→ Exercise goal
List, from the lines below, each one with "after" in it.

++++ Entries provided

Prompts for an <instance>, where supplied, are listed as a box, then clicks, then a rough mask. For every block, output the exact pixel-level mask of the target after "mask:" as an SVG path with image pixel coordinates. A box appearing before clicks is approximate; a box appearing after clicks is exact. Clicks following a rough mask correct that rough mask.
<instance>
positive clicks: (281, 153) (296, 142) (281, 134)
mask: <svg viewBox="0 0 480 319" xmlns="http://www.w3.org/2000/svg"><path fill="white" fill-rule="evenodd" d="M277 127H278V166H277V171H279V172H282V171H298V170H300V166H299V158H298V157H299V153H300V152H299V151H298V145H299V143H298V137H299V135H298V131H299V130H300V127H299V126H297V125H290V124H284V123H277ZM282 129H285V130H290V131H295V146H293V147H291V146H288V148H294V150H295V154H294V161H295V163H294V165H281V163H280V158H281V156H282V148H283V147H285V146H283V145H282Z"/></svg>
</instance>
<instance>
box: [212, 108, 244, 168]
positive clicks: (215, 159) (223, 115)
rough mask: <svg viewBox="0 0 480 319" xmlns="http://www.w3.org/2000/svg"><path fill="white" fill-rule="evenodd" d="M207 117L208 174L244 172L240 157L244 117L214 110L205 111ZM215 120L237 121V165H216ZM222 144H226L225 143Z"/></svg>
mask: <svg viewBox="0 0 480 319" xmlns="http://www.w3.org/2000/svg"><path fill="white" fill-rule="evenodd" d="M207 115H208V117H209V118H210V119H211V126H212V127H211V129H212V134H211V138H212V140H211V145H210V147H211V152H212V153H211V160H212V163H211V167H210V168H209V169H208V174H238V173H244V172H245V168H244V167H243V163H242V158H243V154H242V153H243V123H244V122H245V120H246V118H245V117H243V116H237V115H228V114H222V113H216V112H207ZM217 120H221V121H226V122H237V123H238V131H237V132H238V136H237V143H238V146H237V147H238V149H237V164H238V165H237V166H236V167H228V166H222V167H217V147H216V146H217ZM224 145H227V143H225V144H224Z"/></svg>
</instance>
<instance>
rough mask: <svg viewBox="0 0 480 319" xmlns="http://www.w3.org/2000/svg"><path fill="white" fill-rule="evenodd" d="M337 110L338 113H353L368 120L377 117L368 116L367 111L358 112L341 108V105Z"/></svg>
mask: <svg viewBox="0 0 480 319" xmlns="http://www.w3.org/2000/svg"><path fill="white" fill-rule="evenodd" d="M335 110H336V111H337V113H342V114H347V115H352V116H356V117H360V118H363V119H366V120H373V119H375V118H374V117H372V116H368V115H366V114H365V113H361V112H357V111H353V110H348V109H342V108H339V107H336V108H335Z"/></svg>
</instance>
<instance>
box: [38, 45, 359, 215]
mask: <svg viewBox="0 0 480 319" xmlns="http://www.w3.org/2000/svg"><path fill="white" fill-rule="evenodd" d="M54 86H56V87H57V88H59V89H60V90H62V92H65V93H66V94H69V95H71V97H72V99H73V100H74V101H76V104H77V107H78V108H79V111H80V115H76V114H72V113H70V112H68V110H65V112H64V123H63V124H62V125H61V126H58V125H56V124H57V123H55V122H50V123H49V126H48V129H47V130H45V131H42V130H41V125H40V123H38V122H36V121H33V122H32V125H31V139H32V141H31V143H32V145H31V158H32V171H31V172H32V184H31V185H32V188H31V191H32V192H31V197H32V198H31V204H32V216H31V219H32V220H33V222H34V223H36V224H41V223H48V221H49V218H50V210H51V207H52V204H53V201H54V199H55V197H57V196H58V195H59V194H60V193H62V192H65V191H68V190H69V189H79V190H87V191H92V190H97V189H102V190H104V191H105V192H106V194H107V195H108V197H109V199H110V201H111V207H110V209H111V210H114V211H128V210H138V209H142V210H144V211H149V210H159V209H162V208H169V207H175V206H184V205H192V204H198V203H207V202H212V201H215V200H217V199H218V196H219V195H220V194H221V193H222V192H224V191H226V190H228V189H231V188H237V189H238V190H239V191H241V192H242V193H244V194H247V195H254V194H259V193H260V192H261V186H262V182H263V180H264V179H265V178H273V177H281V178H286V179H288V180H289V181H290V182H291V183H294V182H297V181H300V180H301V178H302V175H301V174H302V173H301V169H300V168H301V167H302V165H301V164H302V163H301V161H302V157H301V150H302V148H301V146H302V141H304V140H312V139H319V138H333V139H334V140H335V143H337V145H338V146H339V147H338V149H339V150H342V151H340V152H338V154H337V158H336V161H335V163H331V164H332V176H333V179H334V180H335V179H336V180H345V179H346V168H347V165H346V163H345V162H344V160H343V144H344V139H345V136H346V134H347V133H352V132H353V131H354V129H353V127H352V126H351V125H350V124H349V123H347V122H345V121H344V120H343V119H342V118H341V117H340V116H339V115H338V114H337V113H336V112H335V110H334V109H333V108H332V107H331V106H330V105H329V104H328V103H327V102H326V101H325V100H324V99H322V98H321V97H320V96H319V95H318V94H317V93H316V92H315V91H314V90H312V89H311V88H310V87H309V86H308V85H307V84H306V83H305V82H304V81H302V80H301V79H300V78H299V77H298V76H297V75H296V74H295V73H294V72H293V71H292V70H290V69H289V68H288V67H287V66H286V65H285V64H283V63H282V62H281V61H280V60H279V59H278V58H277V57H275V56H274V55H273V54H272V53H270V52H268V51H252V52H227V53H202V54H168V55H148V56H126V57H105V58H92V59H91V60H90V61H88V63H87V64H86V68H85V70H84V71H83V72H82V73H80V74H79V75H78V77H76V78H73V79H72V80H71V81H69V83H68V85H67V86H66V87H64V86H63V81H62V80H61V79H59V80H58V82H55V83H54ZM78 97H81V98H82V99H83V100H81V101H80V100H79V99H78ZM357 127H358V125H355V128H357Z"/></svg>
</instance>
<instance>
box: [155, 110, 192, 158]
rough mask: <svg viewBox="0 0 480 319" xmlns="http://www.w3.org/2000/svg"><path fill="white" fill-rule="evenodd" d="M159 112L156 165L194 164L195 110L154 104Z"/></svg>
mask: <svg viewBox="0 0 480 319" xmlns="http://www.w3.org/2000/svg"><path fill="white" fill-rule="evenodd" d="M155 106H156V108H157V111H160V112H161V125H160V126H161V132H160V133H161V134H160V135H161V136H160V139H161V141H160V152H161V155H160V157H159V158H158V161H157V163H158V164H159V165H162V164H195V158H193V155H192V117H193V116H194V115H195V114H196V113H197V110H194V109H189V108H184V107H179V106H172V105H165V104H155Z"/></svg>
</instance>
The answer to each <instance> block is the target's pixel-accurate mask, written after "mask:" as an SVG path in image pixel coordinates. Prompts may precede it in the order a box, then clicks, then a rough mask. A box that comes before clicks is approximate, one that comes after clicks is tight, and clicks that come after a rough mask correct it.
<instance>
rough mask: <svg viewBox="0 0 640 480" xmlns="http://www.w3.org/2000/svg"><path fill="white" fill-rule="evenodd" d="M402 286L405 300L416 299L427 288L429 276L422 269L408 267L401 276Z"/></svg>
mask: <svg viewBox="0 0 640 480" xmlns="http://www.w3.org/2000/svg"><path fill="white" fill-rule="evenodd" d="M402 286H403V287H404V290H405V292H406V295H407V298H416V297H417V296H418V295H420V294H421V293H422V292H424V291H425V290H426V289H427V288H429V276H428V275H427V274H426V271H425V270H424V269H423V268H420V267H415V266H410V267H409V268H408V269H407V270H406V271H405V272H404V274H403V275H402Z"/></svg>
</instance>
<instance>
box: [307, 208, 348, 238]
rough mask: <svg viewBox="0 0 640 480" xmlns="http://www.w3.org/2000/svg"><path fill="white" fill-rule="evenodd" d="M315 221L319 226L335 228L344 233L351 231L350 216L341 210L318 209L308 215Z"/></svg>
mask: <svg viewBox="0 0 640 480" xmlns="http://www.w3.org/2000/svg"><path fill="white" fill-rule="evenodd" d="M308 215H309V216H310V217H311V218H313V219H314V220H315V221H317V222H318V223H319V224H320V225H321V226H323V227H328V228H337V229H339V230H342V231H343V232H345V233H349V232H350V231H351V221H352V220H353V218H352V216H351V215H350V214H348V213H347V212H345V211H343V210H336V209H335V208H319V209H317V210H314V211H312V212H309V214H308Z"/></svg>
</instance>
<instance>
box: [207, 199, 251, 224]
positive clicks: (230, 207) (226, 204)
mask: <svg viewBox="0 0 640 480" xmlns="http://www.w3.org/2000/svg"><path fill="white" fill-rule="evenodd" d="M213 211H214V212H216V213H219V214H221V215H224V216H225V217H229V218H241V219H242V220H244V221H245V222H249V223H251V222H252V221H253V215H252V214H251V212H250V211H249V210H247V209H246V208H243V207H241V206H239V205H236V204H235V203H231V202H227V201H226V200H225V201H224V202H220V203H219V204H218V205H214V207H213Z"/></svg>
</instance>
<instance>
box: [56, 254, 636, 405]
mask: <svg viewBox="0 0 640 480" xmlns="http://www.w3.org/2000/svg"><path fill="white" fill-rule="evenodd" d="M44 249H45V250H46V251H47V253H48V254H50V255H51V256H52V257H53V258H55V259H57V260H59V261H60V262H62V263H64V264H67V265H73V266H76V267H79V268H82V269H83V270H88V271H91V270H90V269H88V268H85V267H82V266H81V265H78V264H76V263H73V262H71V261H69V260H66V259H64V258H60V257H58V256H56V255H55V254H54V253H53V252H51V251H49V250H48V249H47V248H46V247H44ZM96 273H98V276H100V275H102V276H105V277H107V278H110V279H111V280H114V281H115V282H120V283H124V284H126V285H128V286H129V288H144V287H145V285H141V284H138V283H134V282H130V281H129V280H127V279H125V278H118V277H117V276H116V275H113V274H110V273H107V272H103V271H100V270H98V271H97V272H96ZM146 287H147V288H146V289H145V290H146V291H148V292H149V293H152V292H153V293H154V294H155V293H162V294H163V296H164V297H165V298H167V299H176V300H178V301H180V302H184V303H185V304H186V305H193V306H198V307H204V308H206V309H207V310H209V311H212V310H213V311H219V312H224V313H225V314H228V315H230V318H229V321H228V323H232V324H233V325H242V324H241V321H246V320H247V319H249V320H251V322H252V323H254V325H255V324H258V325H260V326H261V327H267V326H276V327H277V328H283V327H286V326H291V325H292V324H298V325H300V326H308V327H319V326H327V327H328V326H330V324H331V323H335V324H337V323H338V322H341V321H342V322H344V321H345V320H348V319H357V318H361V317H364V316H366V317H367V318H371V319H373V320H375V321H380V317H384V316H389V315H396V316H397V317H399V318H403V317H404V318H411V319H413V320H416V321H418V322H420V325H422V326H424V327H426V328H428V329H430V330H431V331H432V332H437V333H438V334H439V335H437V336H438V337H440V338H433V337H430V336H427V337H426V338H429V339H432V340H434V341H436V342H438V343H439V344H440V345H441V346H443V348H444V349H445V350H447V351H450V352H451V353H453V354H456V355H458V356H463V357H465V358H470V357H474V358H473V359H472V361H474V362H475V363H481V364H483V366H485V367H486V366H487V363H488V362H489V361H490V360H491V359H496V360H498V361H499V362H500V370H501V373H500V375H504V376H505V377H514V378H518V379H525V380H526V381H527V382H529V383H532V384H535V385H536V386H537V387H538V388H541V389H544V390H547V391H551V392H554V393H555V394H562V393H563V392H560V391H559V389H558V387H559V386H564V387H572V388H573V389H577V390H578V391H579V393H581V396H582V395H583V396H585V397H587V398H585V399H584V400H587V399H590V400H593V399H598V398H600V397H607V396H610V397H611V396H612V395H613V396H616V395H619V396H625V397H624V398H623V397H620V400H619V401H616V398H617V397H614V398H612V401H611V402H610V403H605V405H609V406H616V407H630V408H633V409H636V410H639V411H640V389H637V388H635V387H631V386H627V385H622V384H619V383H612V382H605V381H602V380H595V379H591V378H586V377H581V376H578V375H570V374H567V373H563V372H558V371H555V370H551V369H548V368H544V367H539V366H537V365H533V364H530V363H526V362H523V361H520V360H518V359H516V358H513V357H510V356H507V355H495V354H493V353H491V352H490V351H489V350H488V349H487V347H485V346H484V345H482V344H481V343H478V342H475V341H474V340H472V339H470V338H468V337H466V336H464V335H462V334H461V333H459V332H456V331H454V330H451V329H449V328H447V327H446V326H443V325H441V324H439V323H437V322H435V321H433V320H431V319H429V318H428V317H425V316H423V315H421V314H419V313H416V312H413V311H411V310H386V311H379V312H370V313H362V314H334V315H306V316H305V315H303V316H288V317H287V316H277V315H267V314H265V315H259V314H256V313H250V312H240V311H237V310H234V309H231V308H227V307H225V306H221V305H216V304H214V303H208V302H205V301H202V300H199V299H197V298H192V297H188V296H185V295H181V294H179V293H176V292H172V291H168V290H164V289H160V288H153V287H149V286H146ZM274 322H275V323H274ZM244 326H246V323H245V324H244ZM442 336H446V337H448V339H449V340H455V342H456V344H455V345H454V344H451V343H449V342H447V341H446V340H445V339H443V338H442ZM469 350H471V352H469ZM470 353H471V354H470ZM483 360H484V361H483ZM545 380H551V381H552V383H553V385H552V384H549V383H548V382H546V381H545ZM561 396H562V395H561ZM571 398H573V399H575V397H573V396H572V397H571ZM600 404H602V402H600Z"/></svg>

++++++++

→ Problem solution
Prompts for an <instance>, where supplied, are listed as a box, then clicks, then a rough mask. For every block, output the exact pixel-level mask of the target after "mask:" as an SVG path with image pixel coordinates. A box appearing before clicks is approximate; a box appearing after clicks is exact. Clicks following a rough mask correct that rough mask.
The answer to each <instance> block is the target's pixel-accurate mask, written after "mask:" as an SVG path in image pixel coordinates. Prompts may precede it in the order a box, then clicks, then a rough mask. A box that comes before clicks is approximate, one that comes after clicks is tight, and clicks that come after a rough mask correct it.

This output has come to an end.